**Challenge:** The complete listing should be restated exactly.

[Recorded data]
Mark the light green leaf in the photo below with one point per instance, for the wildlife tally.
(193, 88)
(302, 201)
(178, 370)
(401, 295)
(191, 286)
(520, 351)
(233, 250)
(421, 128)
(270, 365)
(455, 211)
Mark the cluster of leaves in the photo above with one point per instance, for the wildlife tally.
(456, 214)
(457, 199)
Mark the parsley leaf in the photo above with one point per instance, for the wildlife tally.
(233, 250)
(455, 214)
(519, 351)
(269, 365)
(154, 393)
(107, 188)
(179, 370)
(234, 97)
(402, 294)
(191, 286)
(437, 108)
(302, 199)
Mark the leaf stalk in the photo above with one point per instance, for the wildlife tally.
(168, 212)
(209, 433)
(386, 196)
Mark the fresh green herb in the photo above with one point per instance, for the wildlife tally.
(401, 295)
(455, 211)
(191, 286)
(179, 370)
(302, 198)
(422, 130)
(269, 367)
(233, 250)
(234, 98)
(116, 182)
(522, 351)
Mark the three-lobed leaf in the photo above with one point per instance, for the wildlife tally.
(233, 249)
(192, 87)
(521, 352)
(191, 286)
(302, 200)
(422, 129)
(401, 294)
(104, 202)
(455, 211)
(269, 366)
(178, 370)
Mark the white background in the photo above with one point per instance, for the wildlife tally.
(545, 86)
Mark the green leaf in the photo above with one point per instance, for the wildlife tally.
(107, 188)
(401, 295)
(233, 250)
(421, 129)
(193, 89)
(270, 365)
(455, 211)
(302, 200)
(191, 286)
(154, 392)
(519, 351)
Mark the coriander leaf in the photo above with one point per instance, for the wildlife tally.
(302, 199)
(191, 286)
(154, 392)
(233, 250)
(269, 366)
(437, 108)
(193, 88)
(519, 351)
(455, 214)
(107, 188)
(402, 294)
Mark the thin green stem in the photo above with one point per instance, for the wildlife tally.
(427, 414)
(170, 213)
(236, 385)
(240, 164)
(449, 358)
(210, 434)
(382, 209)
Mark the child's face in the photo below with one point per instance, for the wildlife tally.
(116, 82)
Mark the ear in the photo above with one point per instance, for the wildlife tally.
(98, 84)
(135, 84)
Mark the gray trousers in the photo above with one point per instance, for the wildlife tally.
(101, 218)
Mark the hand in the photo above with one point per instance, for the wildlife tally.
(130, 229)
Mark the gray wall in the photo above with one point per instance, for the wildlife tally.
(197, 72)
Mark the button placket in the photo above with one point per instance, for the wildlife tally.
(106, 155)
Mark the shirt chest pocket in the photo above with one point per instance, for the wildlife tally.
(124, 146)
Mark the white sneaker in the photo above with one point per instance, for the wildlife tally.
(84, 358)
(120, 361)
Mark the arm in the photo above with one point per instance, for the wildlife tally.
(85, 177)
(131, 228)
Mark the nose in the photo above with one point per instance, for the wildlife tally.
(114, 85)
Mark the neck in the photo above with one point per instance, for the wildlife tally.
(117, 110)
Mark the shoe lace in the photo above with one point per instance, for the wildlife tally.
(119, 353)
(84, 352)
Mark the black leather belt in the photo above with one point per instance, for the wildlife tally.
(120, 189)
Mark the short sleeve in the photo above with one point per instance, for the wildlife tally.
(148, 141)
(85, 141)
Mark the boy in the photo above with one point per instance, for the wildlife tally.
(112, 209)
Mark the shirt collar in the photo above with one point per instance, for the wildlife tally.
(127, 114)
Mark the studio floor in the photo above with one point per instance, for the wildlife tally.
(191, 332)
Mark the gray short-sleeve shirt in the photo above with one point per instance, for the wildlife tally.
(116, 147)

**Answer to the exercise:**
Mark the light green leaf in the photo below with one point per instance, for the wildlife tally.
(193, 88)
(302, 201)
(178, 370)
(401, 295)
(191, 286)
(520, 351)
(233, 250)
(421, 128)
(270, 365)
(455, 211)
Mark the cluster of leaves in the photo above with one point per instance, for the wildlife tally.
(456, 214)
(457, 199)
Mark the parsley leaf in the photo above with one point per instance, for the wildlife tally.
(233, 250)
(455, 214)
(519, 351)
(269, 365)
(154, 393)
(107, 188)
(179, 370)
(234, 97)
(402, 294)
(191, 286)
(437, 108)
(302, 199)
Mark the leaf stalk in the photo above with one point per instance, for the wildlife tally.
(168, 212)
(209, 433)
(386, 196)
Mark the fresh green herb in the photo above with one point per instance, for the wildlife tally.
(401, 295)
(455, 211)
(191, 286)
(179, 370)
(302, 198)
(422, 130)
(269, 367)
(233, 250)
(234, 98)
(116, 182)
(522, 351)
Mark the three-lobed leaf in the photo above with one point per instance, for the wildlife tally.
(233, 249)
(192, 87)
(521, 352)
(191, 286)
(302, 200)
(422, 129)
(401, 294)
(104, 202)
(455, 211)
(269, 366)
(178, 370)
Mark the white background in the photo above with one point per instance, for the wildlife tally.
(545, 86)
Mark the green leaf in the photo above with one point per instance, for the wildlife tally.
(107, 188)
(401, 295)
(233, 250)
(421, 129)
(193, 89)
(270, 365)
(455, 211)
(302, 200)
(191, 286)
(154, 392)
(519, 351)
Mark the coriander leaf in the photo above with one point per instance, for the wildlife tally.
(302, 199)
(191, 286)
(154, 392)
(233, 250)
(269, 366)
(437, 108)
(193, 88)
(519, 351)
(455, 214)
(107, 188)
(402, 294)
Mark the thin green stem in the photo above with one point per instance, for the wildlife tally.
(427, 414)
(170, 213)
(236, 385)
(240, 164)
(449, 358)
(210, 434)
(382, 209)
Mark the child's face in the photo below with one point per instance, for the wildlife tally.
(116, 82)
Mark the ear in the photo above with one point per instance, for the wildlife tally.
(98, 84)
(135, 84)
Mark the gray trousers in the photo above with one point per instance, for the wildlife tally.
(101, 218)
Mark the hand in the photo above with one point per instance, for the wildlife tally.
(130, 229)
Mark the gray wall in the photo above with one point per instance, for the wildlife tally.
(197, 72)
Mark the button placket in the photo above with one point per instance, for the wildlife tally.
(106, 155)
Mark the shirt chest pocket in the photo above with one point per instance, for the wildlife tally.
(124, 146)
Mark the white sneaker in the photo above with one point per instance, for the wildlife tally.
(84, 358)
(120, 361)
Mark the arm in the photo above with one point per instance, for the wildlife tally.
(85, 177)
(131, 228)
Mark the nose in the photo above with one point per instance, for the wildlife tally.
(114, 85)
Mark the neck in the photo above with one point per instance, for the wildlife tally.
(117, 110)
Mark the shoe lace in the photo above with one point per instance, for the wildlife tally.
(119, 353)
(84, 352)
Mark the black leather belt in the photo above with one point per instance, for the wildlife tally.
(120, 189)
Mark the short sleeve in the photo above with one point per instance, for the wildlife tally.
(148, 141)
(85, 141)
Mark the boy in the photo above with one point per instance, for the wildlife tally.
(112, 209)
Mark the shirt collar in the photo above with one point per instance, for the wildlife tally.
(127, 114)
Mark the studio floor in the photo above with one point per instance, for the wildlife tally.
(191, 332)
Mark the gray short-sleeve shirt in the photo above with one point per instance, for the wildlife tally.
(116, 147)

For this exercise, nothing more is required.